WHAT TO DO. List every line in the data below that contains the string "beard", copying each matching line in full. Case counts.

● ● ● ● ●

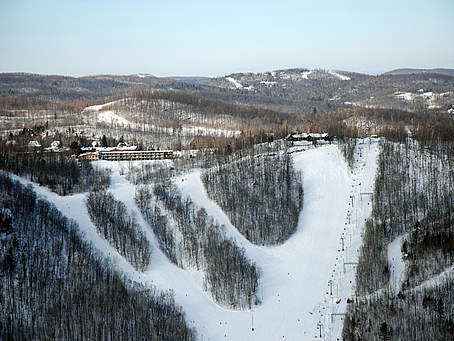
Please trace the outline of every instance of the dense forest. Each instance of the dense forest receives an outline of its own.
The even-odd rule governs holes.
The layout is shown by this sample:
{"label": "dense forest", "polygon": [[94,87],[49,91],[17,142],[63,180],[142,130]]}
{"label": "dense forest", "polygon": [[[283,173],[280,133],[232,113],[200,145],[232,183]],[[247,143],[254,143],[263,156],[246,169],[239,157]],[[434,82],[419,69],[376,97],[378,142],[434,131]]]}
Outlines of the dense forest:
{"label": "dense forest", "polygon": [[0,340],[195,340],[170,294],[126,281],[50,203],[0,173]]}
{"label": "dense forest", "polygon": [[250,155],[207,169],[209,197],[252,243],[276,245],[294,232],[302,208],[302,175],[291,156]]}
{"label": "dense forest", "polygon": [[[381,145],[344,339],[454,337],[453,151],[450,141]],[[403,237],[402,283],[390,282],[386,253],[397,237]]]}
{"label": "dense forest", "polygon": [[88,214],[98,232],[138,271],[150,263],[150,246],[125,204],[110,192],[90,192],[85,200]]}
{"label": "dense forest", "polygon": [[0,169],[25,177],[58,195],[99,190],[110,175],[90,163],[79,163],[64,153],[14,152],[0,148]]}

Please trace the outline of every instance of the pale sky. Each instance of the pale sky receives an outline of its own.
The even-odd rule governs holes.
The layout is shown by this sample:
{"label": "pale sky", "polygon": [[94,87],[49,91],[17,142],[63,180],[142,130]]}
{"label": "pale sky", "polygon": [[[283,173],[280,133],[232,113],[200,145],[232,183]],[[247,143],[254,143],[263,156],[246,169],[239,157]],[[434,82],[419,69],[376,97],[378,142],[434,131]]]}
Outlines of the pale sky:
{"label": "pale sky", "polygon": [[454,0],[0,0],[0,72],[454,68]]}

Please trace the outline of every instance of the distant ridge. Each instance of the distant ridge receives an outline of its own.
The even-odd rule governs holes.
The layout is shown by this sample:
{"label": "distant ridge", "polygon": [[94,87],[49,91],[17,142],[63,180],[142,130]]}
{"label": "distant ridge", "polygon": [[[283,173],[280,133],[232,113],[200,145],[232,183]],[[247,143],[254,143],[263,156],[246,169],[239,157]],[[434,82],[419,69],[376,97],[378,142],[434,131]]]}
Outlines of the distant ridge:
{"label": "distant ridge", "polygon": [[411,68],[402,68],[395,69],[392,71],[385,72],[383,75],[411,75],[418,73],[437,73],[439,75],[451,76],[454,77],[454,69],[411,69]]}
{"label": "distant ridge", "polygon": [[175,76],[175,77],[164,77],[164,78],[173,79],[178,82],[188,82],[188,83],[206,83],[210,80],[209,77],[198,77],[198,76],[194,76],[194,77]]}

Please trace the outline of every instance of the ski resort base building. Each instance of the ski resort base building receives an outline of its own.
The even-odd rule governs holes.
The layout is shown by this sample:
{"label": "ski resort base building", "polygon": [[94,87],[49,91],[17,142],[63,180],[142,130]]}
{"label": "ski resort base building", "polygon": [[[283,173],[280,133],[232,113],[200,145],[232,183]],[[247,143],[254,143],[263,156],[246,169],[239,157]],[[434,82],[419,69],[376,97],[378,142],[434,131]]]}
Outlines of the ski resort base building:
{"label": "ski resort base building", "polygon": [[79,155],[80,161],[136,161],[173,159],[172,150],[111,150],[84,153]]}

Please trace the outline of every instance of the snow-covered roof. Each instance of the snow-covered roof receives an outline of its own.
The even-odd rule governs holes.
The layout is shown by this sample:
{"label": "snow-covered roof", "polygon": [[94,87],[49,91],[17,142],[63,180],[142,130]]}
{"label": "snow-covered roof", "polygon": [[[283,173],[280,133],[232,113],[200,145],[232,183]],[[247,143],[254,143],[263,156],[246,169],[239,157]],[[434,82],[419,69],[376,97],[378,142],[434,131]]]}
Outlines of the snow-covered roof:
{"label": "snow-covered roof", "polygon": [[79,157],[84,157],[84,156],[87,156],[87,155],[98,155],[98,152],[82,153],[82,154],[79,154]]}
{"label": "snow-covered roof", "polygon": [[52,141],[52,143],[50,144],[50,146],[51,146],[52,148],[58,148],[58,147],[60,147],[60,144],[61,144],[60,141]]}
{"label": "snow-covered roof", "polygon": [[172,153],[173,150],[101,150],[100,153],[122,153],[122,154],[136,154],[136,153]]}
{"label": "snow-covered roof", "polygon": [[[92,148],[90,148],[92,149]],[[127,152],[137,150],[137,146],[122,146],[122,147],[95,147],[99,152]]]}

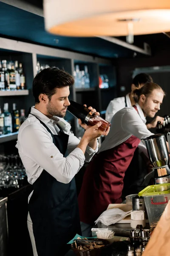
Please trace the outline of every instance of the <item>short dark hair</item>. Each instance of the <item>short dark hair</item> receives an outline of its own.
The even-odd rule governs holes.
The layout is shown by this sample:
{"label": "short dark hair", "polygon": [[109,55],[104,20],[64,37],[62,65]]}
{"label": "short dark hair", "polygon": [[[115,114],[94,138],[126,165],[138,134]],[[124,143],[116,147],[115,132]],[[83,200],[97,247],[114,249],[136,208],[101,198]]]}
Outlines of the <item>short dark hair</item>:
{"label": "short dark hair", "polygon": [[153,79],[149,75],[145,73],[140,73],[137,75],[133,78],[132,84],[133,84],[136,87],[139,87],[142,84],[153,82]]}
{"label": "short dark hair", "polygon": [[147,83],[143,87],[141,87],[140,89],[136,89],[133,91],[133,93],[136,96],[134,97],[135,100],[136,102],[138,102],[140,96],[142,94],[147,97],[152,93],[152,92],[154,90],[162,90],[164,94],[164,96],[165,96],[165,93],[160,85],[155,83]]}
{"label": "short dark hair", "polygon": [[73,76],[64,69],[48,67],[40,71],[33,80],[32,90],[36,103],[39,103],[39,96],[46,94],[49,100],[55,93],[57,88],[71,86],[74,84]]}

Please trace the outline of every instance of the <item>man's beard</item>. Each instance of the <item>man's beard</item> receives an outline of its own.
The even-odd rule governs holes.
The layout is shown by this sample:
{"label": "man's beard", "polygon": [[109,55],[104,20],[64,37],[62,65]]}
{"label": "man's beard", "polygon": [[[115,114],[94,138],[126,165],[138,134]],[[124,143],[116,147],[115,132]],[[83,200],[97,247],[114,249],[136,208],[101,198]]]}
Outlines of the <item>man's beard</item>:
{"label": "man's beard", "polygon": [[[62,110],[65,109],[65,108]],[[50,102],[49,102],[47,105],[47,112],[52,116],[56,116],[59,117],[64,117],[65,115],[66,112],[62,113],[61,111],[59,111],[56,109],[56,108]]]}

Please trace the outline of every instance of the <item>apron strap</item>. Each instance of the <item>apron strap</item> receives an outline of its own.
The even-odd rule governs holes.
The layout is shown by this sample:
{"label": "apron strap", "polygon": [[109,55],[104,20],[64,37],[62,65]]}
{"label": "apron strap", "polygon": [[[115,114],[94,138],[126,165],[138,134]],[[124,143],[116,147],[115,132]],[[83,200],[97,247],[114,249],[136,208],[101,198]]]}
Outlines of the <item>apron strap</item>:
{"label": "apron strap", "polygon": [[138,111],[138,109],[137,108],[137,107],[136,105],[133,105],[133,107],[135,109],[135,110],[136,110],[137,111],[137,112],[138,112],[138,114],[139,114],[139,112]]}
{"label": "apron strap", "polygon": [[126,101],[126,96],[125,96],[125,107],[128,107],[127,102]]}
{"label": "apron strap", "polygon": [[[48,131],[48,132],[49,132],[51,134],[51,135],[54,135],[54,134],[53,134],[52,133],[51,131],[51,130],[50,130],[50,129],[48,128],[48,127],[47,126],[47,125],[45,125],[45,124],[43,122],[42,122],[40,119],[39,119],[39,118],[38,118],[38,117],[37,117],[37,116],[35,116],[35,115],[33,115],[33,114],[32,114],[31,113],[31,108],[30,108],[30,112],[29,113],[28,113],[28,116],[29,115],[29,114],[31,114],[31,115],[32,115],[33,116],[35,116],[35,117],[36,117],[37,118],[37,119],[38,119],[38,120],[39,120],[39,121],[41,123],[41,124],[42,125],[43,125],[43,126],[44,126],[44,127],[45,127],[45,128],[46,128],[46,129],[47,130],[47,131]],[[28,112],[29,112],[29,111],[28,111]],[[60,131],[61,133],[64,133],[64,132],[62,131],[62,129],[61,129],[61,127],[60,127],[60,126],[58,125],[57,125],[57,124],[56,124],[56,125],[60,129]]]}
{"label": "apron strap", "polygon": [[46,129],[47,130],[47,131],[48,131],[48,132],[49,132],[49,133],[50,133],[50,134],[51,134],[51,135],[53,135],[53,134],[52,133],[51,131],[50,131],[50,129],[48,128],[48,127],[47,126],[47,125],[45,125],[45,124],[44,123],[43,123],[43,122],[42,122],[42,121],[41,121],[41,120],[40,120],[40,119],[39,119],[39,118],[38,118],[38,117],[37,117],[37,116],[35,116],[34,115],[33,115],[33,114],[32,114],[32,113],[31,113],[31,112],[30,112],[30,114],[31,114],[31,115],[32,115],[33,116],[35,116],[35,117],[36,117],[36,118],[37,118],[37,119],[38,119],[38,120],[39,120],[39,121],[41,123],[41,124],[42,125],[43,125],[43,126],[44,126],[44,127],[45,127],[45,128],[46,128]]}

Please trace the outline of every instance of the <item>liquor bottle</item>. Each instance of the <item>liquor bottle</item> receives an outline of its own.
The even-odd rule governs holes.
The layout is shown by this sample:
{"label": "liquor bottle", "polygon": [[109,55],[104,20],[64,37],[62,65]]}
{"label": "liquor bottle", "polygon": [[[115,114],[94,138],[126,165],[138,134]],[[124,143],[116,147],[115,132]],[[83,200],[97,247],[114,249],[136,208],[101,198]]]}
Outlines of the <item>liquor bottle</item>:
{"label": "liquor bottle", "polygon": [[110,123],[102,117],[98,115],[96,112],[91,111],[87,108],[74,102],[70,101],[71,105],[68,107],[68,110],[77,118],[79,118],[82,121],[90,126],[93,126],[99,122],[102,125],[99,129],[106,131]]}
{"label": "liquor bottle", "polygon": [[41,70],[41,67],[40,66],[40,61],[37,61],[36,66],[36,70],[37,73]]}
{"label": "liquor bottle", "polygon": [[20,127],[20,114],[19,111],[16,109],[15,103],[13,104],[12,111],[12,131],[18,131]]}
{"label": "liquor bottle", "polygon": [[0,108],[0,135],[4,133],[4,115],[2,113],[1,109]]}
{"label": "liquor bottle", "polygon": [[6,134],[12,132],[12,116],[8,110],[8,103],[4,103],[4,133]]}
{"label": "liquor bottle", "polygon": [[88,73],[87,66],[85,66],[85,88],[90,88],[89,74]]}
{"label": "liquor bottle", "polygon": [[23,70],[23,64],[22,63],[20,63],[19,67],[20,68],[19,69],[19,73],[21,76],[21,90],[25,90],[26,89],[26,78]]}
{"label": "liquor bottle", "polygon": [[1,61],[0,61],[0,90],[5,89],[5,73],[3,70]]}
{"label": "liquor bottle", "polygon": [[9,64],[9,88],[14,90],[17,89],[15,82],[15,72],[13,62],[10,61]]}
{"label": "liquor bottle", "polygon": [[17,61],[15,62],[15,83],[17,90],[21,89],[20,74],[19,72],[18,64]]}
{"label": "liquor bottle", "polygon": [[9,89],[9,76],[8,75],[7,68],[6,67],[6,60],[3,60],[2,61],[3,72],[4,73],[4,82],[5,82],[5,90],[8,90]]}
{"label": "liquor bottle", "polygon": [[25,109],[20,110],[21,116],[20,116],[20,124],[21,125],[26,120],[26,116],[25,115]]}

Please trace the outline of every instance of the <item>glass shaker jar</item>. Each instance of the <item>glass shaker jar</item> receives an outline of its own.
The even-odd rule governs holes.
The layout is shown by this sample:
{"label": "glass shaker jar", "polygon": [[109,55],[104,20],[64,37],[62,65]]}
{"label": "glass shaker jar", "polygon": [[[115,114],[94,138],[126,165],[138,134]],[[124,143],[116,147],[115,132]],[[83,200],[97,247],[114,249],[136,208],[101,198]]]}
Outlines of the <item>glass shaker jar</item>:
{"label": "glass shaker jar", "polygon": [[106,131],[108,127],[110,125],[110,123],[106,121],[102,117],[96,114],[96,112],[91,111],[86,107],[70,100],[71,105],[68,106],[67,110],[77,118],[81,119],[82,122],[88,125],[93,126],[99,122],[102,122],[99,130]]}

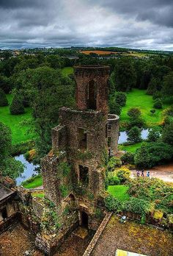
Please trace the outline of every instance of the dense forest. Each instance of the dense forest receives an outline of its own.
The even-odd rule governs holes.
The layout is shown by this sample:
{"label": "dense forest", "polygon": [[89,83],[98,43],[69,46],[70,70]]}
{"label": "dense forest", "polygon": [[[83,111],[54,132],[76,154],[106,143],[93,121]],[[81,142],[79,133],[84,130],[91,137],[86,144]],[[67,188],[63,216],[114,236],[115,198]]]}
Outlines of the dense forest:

● ● ● ● ●

COMPLETED EXERCISE.
Please trace the outline of every instance of the <item>man's beard</item>. Each instance of the <item>man's beard</item> receives an outline of its own.
{"label": "man's beard", "polygon": [[109,55],[104,20],[64,37],[62,65]]}
{"label": "man's beard", "polygon": [[[115,114],[94,138],[126,165],[138,134]],[[124,143],[116,147],[115,132]],[[83,200],[97,247],[114,249],[136,208],[101,198]]]}
Outlines of the <item>man's beard</item>:
{"label": "man's beard", "polygon": [[[62,110],[65,109],[65,108]],[[50,102],[49,102],[47,105],[47,112],[52,116],[56,116],[59,117],[64,117],[65,115],[66,112],[62,113],[61,111],[59,111],[56,109],[56,108]]]}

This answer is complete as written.